>> begin
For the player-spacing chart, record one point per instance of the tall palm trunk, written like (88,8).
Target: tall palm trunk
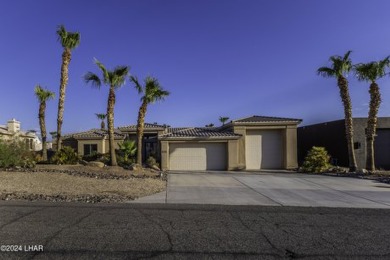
(66,57)
(375,101)
(140,131)
(345,98)
(110,123)
(42,125)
>> end
*TASK GOAL:* Can you write out the rows above again, changing every "tall palm trunk" to "leaning palm trunk" and keeping everything else the same? Omit the pictures from your version.

*SOLVED EXERCISE:*
For the player-spacing chart, record one point per instance of the leaning palm trunk, written like (88,8).
Target: leaning palm trunk
(66,57)
(375,101)
(140,131)
(345,98)
(110,123)
(42,125)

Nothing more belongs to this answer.